What is needed: Render all of the data below as a numbered list, one line per item, and leave out any blank lines.

[BEGIN]

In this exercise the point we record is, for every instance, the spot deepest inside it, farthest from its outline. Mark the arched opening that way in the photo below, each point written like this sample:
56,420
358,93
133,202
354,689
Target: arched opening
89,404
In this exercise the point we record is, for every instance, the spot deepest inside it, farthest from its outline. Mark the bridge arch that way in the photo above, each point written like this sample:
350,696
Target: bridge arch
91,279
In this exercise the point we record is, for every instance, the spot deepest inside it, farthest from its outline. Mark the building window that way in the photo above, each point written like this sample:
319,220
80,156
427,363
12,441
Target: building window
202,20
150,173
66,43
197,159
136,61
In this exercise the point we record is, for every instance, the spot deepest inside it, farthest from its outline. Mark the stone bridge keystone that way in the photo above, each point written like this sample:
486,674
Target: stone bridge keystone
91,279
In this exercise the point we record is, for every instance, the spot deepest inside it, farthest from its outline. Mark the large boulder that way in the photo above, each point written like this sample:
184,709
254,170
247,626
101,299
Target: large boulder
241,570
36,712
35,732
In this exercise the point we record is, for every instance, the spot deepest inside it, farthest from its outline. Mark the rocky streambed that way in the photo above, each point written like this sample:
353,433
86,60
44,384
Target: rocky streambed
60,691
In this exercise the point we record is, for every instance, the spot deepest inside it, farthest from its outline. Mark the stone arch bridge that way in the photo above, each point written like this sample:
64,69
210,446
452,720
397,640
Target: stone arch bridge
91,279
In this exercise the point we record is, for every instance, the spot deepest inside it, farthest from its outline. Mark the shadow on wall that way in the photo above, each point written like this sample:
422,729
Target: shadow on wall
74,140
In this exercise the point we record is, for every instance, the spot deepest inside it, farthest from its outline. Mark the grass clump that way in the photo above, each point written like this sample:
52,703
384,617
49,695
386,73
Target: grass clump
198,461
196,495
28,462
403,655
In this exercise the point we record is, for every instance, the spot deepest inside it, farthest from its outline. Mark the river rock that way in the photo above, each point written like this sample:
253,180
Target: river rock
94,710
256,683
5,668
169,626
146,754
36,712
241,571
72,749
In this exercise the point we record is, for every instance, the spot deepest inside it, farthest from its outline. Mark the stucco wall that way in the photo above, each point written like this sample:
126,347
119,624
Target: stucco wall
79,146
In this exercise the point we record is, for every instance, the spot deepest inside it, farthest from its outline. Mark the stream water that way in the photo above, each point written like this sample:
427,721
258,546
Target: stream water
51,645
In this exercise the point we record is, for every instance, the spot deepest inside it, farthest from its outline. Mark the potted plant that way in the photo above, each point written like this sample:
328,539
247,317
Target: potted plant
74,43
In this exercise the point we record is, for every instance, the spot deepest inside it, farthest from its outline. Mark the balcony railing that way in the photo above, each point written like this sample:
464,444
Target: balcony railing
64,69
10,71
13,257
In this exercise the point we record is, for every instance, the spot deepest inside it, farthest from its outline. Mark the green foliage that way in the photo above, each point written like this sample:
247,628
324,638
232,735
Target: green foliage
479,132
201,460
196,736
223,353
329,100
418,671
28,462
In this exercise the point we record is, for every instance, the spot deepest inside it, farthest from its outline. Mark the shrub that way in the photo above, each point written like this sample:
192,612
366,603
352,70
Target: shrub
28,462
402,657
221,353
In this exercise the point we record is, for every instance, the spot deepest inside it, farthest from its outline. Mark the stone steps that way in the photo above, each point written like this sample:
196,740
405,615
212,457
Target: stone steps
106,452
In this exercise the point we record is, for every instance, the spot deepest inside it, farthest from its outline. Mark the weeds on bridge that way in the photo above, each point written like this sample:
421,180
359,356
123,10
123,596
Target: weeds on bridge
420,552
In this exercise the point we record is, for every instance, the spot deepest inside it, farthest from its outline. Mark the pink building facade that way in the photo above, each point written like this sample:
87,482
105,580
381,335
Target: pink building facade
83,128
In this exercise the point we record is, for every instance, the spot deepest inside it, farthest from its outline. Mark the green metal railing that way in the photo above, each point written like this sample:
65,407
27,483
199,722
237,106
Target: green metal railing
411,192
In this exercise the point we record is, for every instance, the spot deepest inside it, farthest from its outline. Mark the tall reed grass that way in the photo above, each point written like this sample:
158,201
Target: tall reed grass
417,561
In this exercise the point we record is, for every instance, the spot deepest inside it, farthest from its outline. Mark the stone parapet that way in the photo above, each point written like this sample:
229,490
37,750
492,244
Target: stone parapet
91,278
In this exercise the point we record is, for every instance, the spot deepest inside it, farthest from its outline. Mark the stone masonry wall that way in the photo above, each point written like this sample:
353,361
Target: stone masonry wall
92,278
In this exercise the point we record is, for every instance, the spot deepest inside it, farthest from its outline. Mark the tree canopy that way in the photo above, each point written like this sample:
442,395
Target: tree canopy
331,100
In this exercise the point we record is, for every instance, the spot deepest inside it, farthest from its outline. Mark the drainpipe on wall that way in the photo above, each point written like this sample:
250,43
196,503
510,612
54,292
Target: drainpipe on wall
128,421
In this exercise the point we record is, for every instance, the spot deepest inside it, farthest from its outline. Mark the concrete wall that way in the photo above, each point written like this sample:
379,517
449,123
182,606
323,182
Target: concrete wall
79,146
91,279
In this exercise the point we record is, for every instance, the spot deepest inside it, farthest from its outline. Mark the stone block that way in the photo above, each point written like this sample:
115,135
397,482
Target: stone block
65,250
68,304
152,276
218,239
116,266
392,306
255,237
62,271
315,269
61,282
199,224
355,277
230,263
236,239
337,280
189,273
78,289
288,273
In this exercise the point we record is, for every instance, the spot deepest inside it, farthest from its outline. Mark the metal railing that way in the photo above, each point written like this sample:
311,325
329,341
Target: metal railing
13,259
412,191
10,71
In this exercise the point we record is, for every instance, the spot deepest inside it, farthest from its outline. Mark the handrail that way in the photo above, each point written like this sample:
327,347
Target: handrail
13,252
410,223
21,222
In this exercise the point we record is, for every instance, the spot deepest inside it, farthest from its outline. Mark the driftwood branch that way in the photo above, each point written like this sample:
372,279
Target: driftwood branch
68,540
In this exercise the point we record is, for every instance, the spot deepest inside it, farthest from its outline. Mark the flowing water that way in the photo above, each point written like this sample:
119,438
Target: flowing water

[END]

Final result:
1. In this exercise the point we record is, for every instance, the spot deepest inside it, farthest from its outline. Mark the arched opening that way in the photo below, each point written like this sample:
2. 56,420
3. 358,93
4. 133,202
5. 354,689
6. Target: arched opening
7. 89,404
8. In this exercise the point we record is, for every instance, the spot deepest inside it, farthest from its outline. Mark the bridge arch that way in the photo above, each point written like this sample:
9. 350,696
10. Target: bridge arch
11. 91,279
12. In this exercise the point we record is, for every instance, the spot deepest inside it, farthest from its outline. Mark the building window that way in the photo above, each point written like this sample:
13. 319,220
14. 80,156
15. 427,363
16. 12,441
17. Target: building window
18. 202,20
19. 150,173
20. 66,43
21. 197,159
22. 136,61
23. In this exercise the point we record is, for every instance, the spot deepest inside it, farthest from its outline. Mark the stone bridge keystone that way in the photo above, each point written like this sample:
24. 486,674
25. Target: stone bridge keystone
26. 91,279
27. In this exercise the point we record is, for every instance, the spot deepest inside it, farthest from its outline. Mark the large boulder that way in the photo above, each point written like this sample:
28. 184,709
29. 254,170
30. 247,626
31. 101,299
32. Target: large boulder
33. 241,570
34. 36,712
35. 35,732
36. In this exercise the point we record is, for every instance, the spot deepest inside it, farthest from its outline. Mark the rocky streambed that way in the photo above, each point written like this sample:
37. 353,433
38. 86,60
39. 44,384
40. Target: rocky streambed
41. 60,691
42. In this exercise the point we record is, for every instance, the spot deepest inside it, farthest from its outline. Mark the stone arch bridge that way in the photo above, each point written like this sample:
43. 64,69
44. 210,446
45. 452,720
46. 397,640
47. Target: stone arch bridge
48. 91,279
49. In this exercise the point we record is, for every instance, the spot deepest inside it, farthest from its outline. Mark the shadow on wall that way in the photo above, each point written like this sample:
50. 422,729
51. Target: shadow on wall
52. 74,140
53. In this exercise the point we record is, for every instance, the spot deepest inside it, farthest from its outline. Mark the grass clump that way in the photo above, each point written like this sample:
54. 52,703
55. 384,617
56. 49,695
57. 386,73
58. Target: grass clump
59. 198,461
60. 196,495
61. 28,462
62. 403,655
63. In this exercise the point we record is, for every instance, the spot deepest inside it, farthest from its outline. Mark the river rock that way in the photo above, each point written like this sample:
64. 253,180
65. Target: river rock
66. 94,710
67. 256,683
68. 5,668
69. 169,626
70. 146,754
71. 36,712
72. 241,571
73. 72,749
74. In this exercise the point we record is, for every instance, the spot deepest inside it, farthest from its outline. Mark the stucco wall that way in the photo above, each point written like this sample:
75. 126,347
76. 119,624
77. Target: stucco wall
78. 79,146
79. In this exercise the point we record is, for every instance, the spot deepest inside it, farthest from its outline. Mark the stream water that way in the photo above, each point written like this sample:
80. 427,721
81. 258,546
82. Target: stream water
83. 51,645
84. In this exercise the point we record is, for every instance, the spot deepest inside it, farthest from its outline. Mark the potted plant that way in the photo above, each point written like this sample:
85. 328,539
86. 247,317
87. Target: potted plant
88. 74,43
89. In this exercise the point we record is, for every instance, the spot deepest inside it, farthest from its outline. Mark the balcony railing that way in the photo above, each point written like this sample:
90. 464,444
91. Target: balcony railing
92. 64,69
93. 10,71
94. 13,257
95. In this exercise the point we record is, for every instance, the spot deepest inside it, farthest from its outline. Mark the green foliage that way in the photo above, each point written like this sample:
96. 247,628
97. 324,638
98. 232,735
99. Target: green foliage
100. 479,132
101. 201,460
102. 196,736
103. 223,353
104. 329,100
105. 418,671
106. 28,462
107. In this exercise the point we record is, for every instance, the spot deepest inside it, farthest from its outline. Mark the shrub that way in the photo above, each point written like this sample:
108. 192,612
109. 366,603
110. 352,70
111. Target: shrub
112. 28,462
113. 402,657
114. 221,353
115. In this exercise the point we record is, for every instance, the spot deepest inside it, farthest from its outline. Mark the stone steps that way in the photo above, each point written like this sample:
116. 196,740
117. 405,615
118. 212,457
119. Target: stone steps
120. 106,452
121. In this exercise the point we record is, for every instance, the spot deepest inside it, farthest from its outline. Mark the weeds on bridge that way in the photo above, each point written like this sample:
122. 421,180
123. 359,356
124. 123,10
125. 123,596
126. Target: weeds on bridge
127. 420,552
128. In this exercise the point we record is, for every instance, the spot deepest inside it, farthest from its outline. Mark the pink building facade that way in the photo above, each point written like this sample:
129. 87,482
130. 105,580
131. 381,335
132. Target: pink building facade
133. 83,128
134. In this exercise the point we record is, for every instance, the spot deepest inside it, farthest from its outline. Mark the green metal railing that way in the photo above, each point written like this sample:
135. 65,407
136. 27,483
137. 199,722
138. 237,106
139. Target: green metal railing
140. 411,192
141. In this exercise the point we record is, for every instance, the spot deepest inside it, farthest from its outline. Mark the tall reed grass that way in the photo above, each point written like this sample:
142. 158,201
143. Target: tall reed grass
144. 417,561
145. In this exercise the point we record is, for every instance, the spot deepest inside it, farthest from its outline. Mark the stone parapet that way in the photo above, each point written like this sample:
146. 229,490
147. 37,750
148. 492,244
149. Target: stone parapet
150. 91,278
151. In this exercise the point we record is, for every instance, the spot deepest inside it, farthest from its outline. Mark the stone masonry wall that way in the photo above, each point written like this sample:
152. 353,361
153. Target: stone masonry wall
154. 92,278
155. In this exercise the point we record is, for every instance, the spot deepest inside it, farthest from its outline. Mark the tree canopy that way in the photo above, each point written like this sample:
156. 442,395
157. Target: tree canopy
158. 331,100
159. In this exercise the point we record is, for every instance, the spot deepest inside it, farthest from its outline. Mark the drainpipe on wall that way in the photo above, each point written like this sample:
160. 250,43
161. 196,503
162. 510,612
163. 54,292
164. Target: drainpipe on wall
165. 128,421
166. In this exercise the point we record is, for every instance, the spot deepest inside it, farthest from its outline. Mark the concrete wall that way in the photo above, each point written like this sample:
167. 379,517
168. 449,123
169. 182,606
170. 323,182
171. Target: concrete wall
172. 79,146
173. 91,279
174. In this exercise the point we record is, for every instance, the spot deepest inside it, farthest from its outline. Mark the stone block that way in the photo above, each point written like this sample:
175. 115,135
176. 397,482
177. Target: stone block
178. 65,250
179. 68,304
180. 152,276
181. 218,239
182. 116,266
183. 392,306
184. 255,237
185. 62,271
186. 315,269
187. 61,282
188. 199,224
189. 355,277
190. 230,263
191. 236,239
192. 337,280
193. 189,273
194. 78,289
195. 288,273
196. In this exercise the point we record is, for every instance, the spot deepest inside it, farthest from its outline. Mark the metal railing that way in the photo above, each point written like this sample:
197. 311,325
198. 329,341
199. Target: metal railing
200. 13,259
201. 412,191
202. 10,71
203. In this exercise the point we record is, for every instance, the spot deepest inside it, farthest from its outline. Mark the handrail that way in the photo above, each point written like this sample:
204. 327,347
205. Target: handrail
206. 13,252
207. 410,223
208. 21,222
209. In this exercise the point we record is, for every instance, the spot deepest inside it, farthest from its outline. Mark the driftwood branch that way in the photo above, each point written like this sample:
210. 372,279
211. Target: driftwood branch
212. 68,540
213. In this exercise the point we record is, for every instance, the spot deepest inside it, farthest from its outline. Mark the flowing water that way in the photo above, each point written like this sample:
214. 119,438
215. Target: flowing water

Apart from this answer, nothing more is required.